### Extract to read
## Start

The Northumberland Vikings are an American Football team based in Newcastle upon Tyne, United Kingdom, they compete in the BAFA National Leagues NFC 1 Central, the second level of British American football. They play at Druid Park and were formed in 2014 as the Newcastle Vikings . The Vikings entered the League in 2015 and after early success and a promotion they went on to lose in 2017  Division 1 Play-offs, shortly afterwards they announced that they had merged with BAFA Division 2 side Northumberland Lightning (formed in 2012). The new Vikings adopted the Northumberland title but retained their original colours, logo and continued to operate from Newcastle with the Lightning vacating their base at Ashington to absorb into the Vikings setup in Newcastle.

History
The Vikings were founded in 2014. They completed their associate period, playing games against the Yorkshire Rams, East Kilbride Pirates and fellow associate team, the Leeds Bobcats.

In the summer of 2014, they announced a partnership with the nearby Northumbria University's American Football team, the Mustangs, which saw a number of Viking coaches join the Mustang staff.

They were accepted into the league in 2015, and were placed in the newly formed BAFANL Division Two NFC North. The Vikings played divisional rivals the Glasgow Tigers in their first competitive match, coming away with a comprehensive 46-8 win.

Following the 2017 season in which the Vikings were beaten in the Division 1 play-offs, they announced that the club had merged with Division 2 side the Northumberland Lightning and that the club would be known as the "Northumberland Vikings" from the start of the 2018 season.

Logos & Uniforms
Their logo is a stylised Norseman, inspired by that of their namesakes, the Minnesota Vikings.

## End

### Input material
## Start

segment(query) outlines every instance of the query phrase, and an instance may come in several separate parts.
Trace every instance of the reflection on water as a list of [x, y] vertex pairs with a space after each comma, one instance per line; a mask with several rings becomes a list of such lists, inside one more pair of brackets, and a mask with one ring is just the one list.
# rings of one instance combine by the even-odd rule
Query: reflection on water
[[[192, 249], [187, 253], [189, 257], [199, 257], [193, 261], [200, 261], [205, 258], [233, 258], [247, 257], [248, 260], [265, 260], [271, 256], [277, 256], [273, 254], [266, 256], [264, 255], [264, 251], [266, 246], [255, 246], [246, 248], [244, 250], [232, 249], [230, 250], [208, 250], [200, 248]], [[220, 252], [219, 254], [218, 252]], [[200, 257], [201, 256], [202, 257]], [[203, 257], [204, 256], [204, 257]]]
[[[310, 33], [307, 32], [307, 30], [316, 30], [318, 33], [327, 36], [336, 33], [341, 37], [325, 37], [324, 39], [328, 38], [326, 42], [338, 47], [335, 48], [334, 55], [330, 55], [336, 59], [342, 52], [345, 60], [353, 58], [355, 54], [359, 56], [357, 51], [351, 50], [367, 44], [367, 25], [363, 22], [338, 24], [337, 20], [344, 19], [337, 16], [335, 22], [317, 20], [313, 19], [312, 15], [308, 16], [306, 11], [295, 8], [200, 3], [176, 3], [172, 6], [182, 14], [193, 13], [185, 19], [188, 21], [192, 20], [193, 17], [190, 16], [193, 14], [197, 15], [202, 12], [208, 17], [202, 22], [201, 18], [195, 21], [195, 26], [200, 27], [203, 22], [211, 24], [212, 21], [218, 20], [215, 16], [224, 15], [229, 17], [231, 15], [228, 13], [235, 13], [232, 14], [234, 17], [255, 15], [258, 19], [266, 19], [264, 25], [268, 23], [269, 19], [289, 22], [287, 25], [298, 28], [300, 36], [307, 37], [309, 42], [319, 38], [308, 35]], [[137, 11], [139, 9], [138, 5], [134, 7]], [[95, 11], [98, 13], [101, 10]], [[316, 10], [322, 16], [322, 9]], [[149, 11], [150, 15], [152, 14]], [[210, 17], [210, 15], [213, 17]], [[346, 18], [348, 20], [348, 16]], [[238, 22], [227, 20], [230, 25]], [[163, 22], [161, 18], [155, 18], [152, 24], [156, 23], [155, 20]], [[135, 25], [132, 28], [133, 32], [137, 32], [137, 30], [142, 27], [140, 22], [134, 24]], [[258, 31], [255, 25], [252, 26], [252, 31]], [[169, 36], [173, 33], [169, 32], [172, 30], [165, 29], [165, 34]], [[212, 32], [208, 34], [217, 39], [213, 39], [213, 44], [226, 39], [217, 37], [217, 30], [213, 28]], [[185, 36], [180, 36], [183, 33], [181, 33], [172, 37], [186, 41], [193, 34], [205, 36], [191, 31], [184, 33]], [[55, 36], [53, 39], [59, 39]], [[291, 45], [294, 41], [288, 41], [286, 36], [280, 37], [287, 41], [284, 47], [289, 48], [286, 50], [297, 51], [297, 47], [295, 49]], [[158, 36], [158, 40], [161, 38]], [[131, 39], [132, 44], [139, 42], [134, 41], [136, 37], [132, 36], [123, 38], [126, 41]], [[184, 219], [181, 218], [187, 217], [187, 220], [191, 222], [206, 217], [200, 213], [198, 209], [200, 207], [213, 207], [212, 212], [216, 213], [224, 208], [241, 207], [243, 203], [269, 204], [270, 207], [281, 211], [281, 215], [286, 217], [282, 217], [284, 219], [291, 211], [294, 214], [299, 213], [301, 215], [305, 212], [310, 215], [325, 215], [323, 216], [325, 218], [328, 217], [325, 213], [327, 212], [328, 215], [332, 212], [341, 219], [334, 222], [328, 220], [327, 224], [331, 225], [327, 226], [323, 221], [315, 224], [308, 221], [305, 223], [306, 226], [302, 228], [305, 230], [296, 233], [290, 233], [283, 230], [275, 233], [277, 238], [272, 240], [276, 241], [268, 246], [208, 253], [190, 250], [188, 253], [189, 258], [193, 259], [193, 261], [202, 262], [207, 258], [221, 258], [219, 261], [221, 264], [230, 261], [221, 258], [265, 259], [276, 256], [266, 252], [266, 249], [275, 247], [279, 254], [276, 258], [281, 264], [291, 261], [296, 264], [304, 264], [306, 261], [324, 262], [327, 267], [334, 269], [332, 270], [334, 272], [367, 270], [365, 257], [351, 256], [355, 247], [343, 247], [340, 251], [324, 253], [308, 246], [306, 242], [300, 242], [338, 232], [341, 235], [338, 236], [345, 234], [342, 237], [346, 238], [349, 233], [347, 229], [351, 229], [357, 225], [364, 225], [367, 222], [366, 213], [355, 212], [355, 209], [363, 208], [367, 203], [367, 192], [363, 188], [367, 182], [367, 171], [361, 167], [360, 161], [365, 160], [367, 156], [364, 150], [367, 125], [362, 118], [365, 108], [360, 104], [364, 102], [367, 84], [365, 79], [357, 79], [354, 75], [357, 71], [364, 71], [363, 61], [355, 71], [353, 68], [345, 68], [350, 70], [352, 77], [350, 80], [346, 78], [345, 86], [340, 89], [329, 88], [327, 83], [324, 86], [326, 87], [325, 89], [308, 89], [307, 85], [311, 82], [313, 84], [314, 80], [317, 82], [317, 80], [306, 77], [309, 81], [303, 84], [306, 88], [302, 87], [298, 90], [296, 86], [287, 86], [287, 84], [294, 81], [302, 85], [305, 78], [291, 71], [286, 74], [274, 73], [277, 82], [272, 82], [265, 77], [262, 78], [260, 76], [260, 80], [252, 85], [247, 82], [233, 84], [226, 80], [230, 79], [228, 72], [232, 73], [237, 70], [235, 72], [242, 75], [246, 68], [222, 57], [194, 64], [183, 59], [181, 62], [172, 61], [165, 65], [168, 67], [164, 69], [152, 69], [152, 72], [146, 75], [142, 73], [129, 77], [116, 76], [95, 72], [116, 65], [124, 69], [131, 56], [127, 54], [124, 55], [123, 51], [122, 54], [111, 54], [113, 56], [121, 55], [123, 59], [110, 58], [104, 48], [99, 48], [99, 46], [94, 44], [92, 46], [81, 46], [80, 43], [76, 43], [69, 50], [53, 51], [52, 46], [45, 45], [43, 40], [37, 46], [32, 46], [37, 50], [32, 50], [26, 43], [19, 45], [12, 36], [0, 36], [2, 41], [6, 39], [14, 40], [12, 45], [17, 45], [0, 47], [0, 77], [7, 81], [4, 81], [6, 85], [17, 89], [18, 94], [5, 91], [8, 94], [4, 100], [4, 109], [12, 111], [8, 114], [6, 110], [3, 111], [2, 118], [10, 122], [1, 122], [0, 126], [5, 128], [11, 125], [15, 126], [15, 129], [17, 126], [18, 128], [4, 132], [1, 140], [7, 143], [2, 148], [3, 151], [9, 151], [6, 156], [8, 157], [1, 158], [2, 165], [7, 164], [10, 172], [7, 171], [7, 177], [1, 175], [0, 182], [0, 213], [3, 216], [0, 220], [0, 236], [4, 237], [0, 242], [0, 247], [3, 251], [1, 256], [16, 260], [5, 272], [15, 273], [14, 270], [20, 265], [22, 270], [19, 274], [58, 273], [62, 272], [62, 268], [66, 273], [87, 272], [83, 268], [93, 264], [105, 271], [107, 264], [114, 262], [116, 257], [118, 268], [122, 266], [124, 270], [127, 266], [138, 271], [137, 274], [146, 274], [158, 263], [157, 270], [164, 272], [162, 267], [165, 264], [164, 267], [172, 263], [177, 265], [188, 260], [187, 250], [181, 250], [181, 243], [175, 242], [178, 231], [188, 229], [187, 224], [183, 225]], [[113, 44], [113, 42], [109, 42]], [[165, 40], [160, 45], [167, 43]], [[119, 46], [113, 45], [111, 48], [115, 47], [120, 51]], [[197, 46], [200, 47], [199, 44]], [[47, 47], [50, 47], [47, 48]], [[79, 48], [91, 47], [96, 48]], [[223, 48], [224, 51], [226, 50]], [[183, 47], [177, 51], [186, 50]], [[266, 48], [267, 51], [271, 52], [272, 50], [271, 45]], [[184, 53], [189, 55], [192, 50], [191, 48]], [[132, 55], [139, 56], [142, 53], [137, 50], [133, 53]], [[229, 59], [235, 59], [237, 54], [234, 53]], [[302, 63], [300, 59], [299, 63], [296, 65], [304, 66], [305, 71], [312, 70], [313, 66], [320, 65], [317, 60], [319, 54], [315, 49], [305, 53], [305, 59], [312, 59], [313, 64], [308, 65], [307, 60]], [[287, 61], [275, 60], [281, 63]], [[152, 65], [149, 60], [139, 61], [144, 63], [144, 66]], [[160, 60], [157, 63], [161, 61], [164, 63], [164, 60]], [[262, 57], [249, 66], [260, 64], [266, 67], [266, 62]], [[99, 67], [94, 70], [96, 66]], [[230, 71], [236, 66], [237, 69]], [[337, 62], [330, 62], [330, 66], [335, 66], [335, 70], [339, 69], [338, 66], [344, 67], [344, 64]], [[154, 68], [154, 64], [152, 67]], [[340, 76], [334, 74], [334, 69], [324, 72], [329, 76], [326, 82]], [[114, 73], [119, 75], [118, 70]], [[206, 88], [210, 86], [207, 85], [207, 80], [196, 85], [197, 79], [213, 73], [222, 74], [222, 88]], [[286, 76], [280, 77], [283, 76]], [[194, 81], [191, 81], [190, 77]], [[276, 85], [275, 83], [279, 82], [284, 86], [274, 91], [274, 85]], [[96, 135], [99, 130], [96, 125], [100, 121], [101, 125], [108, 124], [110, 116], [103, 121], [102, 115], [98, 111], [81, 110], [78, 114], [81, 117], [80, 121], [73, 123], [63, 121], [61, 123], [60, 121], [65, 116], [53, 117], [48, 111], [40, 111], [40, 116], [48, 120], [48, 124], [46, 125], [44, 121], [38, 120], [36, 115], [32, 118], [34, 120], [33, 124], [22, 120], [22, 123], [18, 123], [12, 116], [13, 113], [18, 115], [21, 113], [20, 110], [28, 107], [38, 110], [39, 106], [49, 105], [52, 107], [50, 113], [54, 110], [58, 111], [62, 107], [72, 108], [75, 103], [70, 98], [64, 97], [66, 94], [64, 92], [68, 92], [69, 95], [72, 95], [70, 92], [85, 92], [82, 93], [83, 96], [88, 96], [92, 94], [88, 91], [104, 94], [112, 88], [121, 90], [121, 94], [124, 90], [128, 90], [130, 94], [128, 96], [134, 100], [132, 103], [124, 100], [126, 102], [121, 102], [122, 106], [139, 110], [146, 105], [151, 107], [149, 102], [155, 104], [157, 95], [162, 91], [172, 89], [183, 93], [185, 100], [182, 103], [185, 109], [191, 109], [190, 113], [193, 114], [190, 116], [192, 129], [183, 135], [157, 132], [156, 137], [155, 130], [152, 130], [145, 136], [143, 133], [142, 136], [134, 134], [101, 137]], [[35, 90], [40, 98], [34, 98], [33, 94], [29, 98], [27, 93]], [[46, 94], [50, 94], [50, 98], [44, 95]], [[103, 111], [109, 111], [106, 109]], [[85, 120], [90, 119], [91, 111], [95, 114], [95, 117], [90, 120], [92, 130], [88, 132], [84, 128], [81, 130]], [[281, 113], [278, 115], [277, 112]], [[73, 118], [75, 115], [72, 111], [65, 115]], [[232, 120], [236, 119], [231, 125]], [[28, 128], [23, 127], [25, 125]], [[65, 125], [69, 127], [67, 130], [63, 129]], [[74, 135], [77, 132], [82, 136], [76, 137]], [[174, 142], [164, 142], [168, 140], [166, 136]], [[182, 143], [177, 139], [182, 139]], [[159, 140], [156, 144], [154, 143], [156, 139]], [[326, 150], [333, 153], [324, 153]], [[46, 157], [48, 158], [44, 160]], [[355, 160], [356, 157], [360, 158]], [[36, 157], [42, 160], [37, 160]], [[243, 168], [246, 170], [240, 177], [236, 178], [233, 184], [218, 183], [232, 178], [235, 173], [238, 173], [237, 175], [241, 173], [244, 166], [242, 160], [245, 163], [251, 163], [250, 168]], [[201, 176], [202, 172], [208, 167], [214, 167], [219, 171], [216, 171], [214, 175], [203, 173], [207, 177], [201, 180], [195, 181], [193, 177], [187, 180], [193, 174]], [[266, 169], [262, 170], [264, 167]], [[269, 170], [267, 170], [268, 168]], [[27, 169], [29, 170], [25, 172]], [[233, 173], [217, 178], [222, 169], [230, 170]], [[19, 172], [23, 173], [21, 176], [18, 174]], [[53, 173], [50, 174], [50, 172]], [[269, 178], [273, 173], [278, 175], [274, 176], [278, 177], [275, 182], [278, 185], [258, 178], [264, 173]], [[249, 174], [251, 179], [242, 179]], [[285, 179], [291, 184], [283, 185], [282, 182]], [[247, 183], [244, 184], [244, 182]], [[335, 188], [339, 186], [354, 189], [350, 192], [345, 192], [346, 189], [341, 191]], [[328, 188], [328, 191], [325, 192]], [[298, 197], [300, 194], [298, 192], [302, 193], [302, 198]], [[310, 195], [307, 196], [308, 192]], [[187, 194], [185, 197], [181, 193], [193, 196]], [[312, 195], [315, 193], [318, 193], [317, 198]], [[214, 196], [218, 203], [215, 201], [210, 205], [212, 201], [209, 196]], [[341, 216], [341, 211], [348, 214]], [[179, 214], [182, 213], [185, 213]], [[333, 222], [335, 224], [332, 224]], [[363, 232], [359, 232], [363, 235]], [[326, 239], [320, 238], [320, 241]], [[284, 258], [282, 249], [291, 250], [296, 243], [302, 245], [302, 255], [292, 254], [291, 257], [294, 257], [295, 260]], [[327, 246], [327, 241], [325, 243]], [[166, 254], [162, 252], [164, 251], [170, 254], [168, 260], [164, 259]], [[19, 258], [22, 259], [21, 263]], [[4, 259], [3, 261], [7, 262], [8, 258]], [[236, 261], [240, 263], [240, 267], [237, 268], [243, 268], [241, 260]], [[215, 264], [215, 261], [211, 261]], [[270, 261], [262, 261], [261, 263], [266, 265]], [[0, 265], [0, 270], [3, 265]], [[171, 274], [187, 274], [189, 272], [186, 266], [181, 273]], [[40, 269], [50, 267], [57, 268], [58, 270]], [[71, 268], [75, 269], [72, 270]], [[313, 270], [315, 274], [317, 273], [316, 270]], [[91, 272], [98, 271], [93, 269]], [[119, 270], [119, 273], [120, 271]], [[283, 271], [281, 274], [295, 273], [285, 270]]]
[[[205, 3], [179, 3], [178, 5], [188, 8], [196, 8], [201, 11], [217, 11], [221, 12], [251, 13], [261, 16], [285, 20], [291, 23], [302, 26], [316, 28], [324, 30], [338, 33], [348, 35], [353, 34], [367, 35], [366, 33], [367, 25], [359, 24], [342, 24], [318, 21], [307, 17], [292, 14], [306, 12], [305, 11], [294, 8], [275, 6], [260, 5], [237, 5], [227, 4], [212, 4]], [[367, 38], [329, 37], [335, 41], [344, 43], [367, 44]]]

## End

### Tasks for this exercise
1 - Copy out the article on the Northumberland Vikings word for word, from its first line through its last.
2 - Lay out the part of the records that opens with their first line and closes with the line containing "256], [204, 257]]]" as a Markdown table with the columns Row and Line. Number each line in Row, put its wording in Line, and leave out blank lines.

### Task-by-task solutions
1 -
The Northumberland Vikings are an American Football team based in Newcastle upon Tyne, United Kingdom, they compete in the BAFA National Leagues NFC 1 Central, the second level of British American football. They play at Druid Park and were formed in 2014 as the Newcastle Vikings . The Vikings entered the League in 2015 and after early success and a promotion they went on to lose in 2017  Division 1 Play-offs, shortly afterwards they announced that they had merged with BAFA Division 2 side Northumberland Lightning (formed in 2012). The new Vikings adopted the Northumberland title but retained their original colours, logo and continued to operate from Newcastle with the Lightning vacating their base at Ashington to absorb into the Vikings setup in Newcastle.

History
The Vikings were founded in 2014. They completed their associate period, playing games against the Yorkshire Rams, East Kilbride Pirates and fellow associate team, the Leeds Bobcats.

In the summer of 2014, they announced a partnership with the nearby Northumbria University's American Football team, the Mustangs, which saw a number of Viking coaches join the Mustang staff.

They were accepted into the league in 2015, and were placed in the newly formed BAFANL Division Two NFC North. The Vikings played divisional rivals the Glasgow Tigers in their first competitive match, coming away with a comprehensive 46-8 win.

Following the 2017 season in which the Vikings were beaten in the Division 1 play-offs, they announced that the club had merged with Division 2 side the Northumberland Lightning and that the club would be known as the "Northumberland Vikings" from the start of the 2018 season.

Logos & Uniforms
Their logo is a stylised Norseman, inspired by that of their namesakes, the Minnesota Vikings.

2 -
| Row | Line |
|---|---|
| 1 | segment(query) outlines every instance of the query phrase, and an instance may come in several separate parts. |
| 2 | Trace every instance of the reflection on water as a list of [x, y] vertex pairs with a space after each comma, one instance per line; a mask with several rings becomes a list of such lists, inside one more pair of brackets, and a mask with one ring is just the one list. |
| 3 | # rings of one instance combine by the even-odd rule |
| 4 | Query: reflection on water |
| 5 | [[[192, 249], [187, 253], [189, 257], [199, 257], [193, 261], [200, 261], [205, 258], [233, 258], [247, 257], [248, 260], [265, 260], [271, 256], [277, 256], [273, 254], [266, 256], [264, 255], [264, 251], [266, 246], [255, 246], [246, 248], [244, 250], [232, 249], [230, 250], [208, 250], [200, 248]], [[220, 252], [219, 254], [218, 252]], [[200, 257], [201, 256], [202, 257]], [[203, 257], [204, 256], [204, 257]]] |